## PASSAGE TO READ
Local first and second grade students make cards for military servicemembers that get a respite and time to reconnect with their family at Warrior Retreat at Bull Run in Haymarket, Va. With one card in particular, Shirley Dominic shared her reflection on it with Department of Virginia American Legion leadership and Haymarket Post 1799 members.
“A little first grader, she drew a picture of a warrior that was standing post at her bedside. She was laying there, asleep, and her little quote was ‘So I could sleep.’ What does that mean? Somebody is on the ground working so we as a country can sleep,” said Dominic, a U.S. Air Force veteran and co-founder and president of Willing Warriors, the nonprofit that runs the Warrior Retreat at Bull Run.
Shirley and Willing Warriors co-founder John Dominic were presented with a $10,000 American Legion Operation Comfort Warriors grant on March 23 to help continue with providing free stay for servicemembers and their families.
The American Legion “is really supporting families, warriors, loved ones, battle buddies that have been there, done that,” Shirley Dominic said. “It’s causing them to have hope for tomorrow. I just want to say from all of us thank you all for doing this.
“Thank you, Tom (Henning) for waving that flag for us always.”
This is the third $10,000 OCW grant for Warrior Retreat at Bull Run that Henning applied for and received over the last five years. These grants have provided 15 servicemembers and their families with one week of rest and recreation at the retreat.
“You’re doing wonderful things. You’re saving lives, you’re saving marriages. I think it’s fantastic what you’re doing,” Henning said to Shirley and John.
The Warriors Retreat at Bull Run opened in 2015, and its more than 60 educational and recreational activities provide a respite for wounded, ill or injured servicemembers, and their families at no cost. Henning has served as Post 1799’s liaison to the retreat since he first served as a volunteer.
Henning came to the Warrior Retreat to help with ground cleanup and a house renovation. “He started out as a volunteer, he understood the value of it, and he brought the message back to his post,” John Dominic said. “From that point, the post has been helping us with volunteers and donations.”
John Dominic said the retreat didn’t get to host several of their main fundraisers in 2020 because of COVID-19. So the OCW grant “is very important to us.”
The greeting sign entering Warrior Retreat at Bull Run says, “Home Away From Home.” John Dominic said it is the volunteers and staff who make the place feel like home.

## RECORDS
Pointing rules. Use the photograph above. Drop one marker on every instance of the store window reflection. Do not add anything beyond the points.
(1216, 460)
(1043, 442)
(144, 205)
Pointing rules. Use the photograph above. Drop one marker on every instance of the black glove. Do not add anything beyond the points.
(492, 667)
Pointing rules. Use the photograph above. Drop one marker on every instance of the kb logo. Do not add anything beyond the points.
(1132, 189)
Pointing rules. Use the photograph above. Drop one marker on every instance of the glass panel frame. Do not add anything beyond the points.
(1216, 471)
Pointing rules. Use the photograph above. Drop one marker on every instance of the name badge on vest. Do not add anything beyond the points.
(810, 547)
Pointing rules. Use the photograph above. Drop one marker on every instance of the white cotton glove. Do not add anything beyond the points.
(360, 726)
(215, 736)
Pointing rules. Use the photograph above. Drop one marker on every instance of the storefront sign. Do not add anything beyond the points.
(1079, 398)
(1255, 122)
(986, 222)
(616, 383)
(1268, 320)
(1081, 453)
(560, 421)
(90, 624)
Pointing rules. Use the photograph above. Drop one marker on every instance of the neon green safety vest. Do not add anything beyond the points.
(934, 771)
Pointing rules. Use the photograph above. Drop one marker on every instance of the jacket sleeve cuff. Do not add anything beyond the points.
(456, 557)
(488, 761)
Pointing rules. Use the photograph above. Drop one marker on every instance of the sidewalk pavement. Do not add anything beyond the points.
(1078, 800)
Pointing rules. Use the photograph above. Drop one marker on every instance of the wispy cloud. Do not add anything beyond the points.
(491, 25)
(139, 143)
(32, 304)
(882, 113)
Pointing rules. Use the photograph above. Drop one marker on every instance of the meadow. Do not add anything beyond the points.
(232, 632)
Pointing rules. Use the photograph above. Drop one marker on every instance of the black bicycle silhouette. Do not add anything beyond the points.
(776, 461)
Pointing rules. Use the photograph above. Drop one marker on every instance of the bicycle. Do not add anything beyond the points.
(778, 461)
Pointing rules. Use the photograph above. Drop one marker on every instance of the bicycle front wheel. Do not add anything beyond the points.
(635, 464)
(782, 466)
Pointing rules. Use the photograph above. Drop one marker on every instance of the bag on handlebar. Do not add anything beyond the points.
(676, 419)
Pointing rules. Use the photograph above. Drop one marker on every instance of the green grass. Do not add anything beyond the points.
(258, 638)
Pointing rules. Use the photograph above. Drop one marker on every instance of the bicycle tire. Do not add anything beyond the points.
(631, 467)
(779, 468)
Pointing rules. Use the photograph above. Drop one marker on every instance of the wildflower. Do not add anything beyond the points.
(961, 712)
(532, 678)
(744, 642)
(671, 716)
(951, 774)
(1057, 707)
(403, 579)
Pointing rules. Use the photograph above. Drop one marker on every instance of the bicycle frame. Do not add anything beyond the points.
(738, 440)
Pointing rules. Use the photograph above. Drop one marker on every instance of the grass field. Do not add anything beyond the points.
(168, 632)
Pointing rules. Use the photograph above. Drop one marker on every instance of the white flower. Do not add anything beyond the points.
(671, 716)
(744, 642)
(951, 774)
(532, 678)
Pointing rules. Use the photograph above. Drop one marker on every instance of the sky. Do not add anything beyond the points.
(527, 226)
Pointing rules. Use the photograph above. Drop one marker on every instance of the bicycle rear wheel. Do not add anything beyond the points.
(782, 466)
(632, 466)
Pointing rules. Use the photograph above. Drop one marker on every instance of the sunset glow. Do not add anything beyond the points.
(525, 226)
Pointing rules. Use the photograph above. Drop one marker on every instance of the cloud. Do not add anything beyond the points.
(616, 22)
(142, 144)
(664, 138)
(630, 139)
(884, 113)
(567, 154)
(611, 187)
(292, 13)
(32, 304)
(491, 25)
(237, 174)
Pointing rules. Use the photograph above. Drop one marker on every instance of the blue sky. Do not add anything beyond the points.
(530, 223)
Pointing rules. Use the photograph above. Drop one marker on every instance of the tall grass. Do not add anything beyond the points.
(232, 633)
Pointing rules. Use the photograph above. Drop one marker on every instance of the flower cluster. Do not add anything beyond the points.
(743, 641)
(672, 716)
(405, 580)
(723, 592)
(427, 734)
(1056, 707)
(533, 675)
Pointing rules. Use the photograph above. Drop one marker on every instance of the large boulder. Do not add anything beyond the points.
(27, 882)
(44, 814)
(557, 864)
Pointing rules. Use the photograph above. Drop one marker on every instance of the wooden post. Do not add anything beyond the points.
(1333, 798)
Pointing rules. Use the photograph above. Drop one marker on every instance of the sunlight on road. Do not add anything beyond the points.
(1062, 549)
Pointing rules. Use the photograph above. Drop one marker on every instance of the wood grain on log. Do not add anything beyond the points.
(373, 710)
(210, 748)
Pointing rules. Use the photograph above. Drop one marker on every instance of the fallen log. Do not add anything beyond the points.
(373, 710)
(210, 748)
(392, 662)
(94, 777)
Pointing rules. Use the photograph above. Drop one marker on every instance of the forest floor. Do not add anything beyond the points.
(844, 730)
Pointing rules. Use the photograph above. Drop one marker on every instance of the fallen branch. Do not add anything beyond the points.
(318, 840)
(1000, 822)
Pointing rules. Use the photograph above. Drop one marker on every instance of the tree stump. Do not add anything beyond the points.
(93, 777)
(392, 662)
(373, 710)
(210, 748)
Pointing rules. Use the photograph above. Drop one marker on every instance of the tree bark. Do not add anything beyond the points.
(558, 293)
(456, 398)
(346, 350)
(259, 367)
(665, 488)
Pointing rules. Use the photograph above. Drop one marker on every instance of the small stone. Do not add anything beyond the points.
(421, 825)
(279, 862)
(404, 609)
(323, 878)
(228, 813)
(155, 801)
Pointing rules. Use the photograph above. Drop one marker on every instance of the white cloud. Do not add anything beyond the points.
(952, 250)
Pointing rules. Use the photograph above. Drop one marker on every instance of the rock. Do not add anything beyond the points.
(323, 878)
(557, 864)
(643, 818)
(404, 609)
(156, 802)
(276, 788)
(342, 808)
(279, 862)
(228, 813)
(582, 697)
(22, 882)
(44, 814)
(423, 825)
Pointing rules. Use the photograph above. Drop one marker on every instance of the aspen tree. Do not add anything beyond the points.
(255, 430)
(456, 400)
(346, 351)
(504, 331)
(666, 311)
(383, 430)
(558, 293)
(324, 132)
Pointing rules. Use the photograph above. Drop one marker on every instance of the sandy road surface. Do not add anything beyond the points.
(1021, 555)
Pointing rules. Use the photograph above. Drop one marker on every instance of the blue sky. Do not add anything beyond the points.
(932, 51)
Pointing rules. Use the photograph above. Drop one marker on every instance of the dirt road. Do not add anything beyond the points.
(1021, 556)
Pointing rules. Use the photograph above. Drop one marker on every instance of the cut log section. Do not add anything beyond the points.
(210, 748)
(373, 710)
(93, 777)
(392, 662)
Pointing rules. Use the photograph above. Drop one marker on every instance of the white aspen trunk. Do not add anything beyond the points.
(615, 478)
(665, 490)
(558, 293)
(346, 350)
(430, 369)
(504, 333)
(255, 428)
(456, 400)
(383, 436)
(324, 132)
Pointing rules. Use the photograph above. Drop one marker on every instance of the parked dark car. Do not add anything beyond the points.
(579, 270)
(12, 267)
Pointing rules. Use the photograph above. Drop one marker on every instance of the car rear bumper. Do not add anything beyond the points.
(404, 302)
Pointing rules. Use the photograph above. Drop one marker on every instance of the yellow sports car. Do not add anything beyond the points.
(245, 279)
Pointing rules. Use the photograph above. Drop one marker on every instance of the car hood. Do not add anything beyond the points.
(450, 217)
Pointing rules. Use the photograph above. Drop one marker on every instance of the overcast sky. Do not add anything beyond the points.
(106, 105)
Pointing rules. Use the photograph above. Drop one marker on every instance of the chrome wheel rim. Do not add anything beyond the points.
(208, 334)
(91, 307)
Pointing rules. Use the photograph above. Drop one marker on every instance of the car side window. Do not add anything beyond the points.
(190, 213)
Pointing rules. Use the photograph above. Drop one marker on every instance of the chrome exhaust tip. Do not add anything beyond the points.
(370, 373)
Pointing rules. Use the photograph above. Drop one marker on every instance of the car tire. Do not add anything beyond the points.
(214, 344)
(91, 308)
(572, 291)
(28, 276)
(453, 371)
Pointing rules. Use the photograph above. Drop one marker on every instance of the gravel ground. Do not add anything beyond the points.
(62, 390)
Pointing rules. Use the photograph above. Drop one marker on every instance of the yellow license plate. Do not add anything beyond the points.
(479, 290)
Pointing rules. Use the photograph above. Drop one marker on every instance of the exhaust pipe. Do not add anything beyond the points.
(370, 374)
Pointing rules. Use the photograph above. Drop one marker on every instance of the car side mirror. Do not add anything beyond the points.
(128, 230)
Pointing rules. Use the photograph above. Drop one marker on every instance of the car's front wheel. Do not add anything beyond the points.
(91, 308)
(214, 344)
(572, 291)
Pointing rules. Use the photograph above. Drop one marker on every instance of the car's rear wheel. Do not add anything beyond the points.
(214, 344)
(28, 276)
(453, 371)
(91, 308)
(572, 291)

## WHAT YOU NEED TO DO
(1) Please retype the Warrior Retreat article from "Local first and" up to and including "at Bull Run.".
(2) Render this sentence from the Warrior Retreat article in Spanish: "John Dominic said it is the volunteers and staff who make the place feel like home."
The records stand apart from the Warrior Retreat article and are separate material.

## SOLUTIONS TO EACH TASK
(1)
Local first and second grade students make cards for military servicemembers that get a respite and time to reconnect with their family at Warrior Retreat at Bull Run in Haymarket, Va. With one card in particular, Shirley Dominic shared her reflection on it with Department of Virginia American Legion leadership and Haymarket Post 1799 members.
“A little first grader, she drew a picture of a warrior that was standing post at her bedside. She was laying there, asleep, and her little quote was ‘So I could sleep.’ What does that mean? Somebody is on the ground working so we as a country can sleep,” said Dominic, a U.S. Air Force veteran and co-founder and president of Willing Warriors, the nonprofit that runs the Warrior Retreat at Bull Run.

(2) John Dominic dijo que son los voluntarios y el personal quienes hacen que el lugar se sienta como un hogar.